───── SOURCE DATA ─────
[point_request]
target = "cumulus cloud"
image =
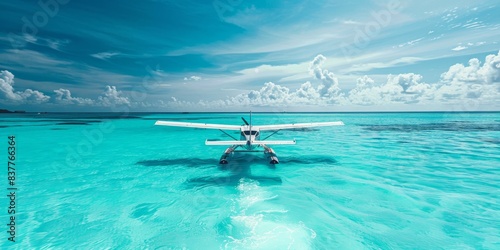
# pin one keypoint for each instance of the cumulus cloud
(473, 81)
(63, 96)
(329, 87)
(112, 97)
(26, 96)
(192, 78)
(105, 55)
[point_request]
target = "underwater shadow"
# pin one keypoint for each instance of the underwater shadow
(188, 162)
(238, 168)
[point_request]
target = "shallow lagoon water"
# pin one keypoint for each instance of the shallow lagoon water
(382, 181)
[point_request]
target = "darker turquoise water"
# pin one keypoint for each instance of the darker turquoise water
(382, 181)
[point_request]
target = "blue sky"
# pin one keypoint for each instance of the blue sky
(237, 55)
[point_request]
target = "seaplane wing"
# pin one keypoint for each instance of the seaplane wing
(298, 125)
(220, 143)
(198, 125)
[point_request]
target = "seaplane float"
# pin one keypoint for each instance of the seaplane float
(250, 136)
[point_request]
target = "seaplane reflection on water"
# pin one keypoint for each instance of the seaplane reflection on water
(250, 136)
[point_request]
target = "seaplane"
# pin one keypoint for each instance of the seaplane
(250, 136)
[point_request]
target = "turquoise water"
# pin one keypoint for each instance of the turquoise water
(382, 181)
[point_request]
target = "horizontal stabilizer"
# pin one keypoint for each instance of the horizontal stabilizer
(198, 125)
(221, 143)
(275, 142)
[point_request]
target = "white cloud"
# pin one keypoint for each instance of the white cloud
(402, 88)
(472, 81)
(459, 47)
(105, 55)
(112, 97)
(26, 96)
(192, 78)
(459, 83)
(329, 87)
(63, 96)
─────
Repeat, word for word, each of the records, omitting any image they hold.

[point_request]
target = "cumulus cloud"
image =
# pin one keypoint for each instance of the cumulus cloud
(473, 81)
(63, 96)
(329, 87)
(112, 97)
(26, 96)
(192, 78)
(105, 55)
[point_request]
target = "underwater shadow"
# pin one keypoint for each instance of the underwater shadow
(188, 162)
(238, 168)
[point_request]
target = "shallow lagoon water"
# pin one keypoint for each instance of the shallow lagoon water
(382, 181)
[point_request]
target = "darker turquoise water"
# pin one keypoint for each instance of the darker turquoise water
(382, 181)
[point_request]
target = "blue sky"
# pin one keypoint for each instance of the blue sky
(237, 55)
[point_request]
target = "seaplane wing"
# pin one keypoint for each instance of the seaplane wing
(298, 125)
(220, 143)
(198, 125)
[point_request]
target = "seaplane float"
# pin one keypoint for each instance of the seaplane float
(250, 136)
[point_request]
target = "seaplane reflection on water"
# pin one keypoint for each instance of the seaplane reflection on water
(250, 136)
[point_request]
target = "seaplane"
# pin one keypoint for each instance of the seaplane
(250, 136)
[point_request]
target = "turquoise water"
# pin one keypoint for each instance of the turquoise water
(382, 181)
[point_request]
target = "horizontal stabilizer"
# pin one keypoint for each instance of the horizontal stabilizer
(198, 125)
(221, 143)
(275, 142)
[point_request]
target = "white cloud"
# pin one keypoint for each instance of the white cloud
(402, 88)
(472, 81)
(459, 47)
(105, 55)
(112, 97)
(26, 96)
(192, 78)
(459, 83)
(329, 87)
(63, 96)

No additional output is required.